> **Exercise task**
Copy out the rows from the very start through the line with "[61, 297, 101, 328]", requests included, and multiply each bounding-box coordinate in the answers by 0.5, rounding to whole numbers with halves going up. Leave the numbers in the requests and their sample boxes unchanged.

------------------------------------------------------------

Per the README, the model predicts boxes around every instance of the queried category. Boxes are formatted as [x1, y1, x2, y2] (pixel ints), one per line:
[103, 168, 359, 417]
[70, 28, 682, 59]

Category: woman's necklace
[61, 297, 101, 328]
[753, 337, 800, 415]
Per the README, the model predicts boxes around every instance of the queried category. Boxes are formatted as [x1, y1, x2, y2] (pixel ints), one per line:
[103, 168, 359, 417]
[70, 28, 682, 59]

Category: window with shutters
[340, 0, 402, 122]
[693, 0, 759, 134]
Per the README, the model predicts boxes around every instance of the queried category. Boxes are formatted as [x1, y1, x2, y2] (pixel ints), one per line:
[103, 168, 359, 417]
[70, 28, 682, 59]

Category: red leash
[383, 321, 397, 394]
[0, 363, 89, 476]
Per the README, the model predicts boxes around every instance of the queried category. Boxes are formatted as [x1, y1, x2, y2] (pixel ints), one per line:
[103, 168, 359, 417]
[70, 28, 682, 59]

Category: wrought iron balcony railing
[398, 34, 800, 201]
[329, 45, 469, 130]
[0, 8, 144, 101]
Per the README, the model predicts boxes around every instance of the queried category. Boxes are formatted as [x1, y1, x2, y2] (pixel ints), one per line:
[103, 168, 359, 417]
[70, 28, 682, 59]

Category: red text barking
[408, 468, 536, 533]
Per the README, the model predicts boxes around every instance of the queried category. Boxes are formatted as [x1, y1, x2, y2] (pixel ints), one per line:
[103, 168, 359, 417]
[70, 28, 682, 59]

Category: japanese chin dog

------------------------------------------------------------

> **Worked solution**
Per the README, the model predicts boxes around every instance of the queried category. Boxes are formatted as [x1, y1, x2, y2] (pixel ints), one per line:
[103, 168, 359, 417]
[70, 28, 682, 59]

Category: woman's necklace
[31, 149, 51, 164]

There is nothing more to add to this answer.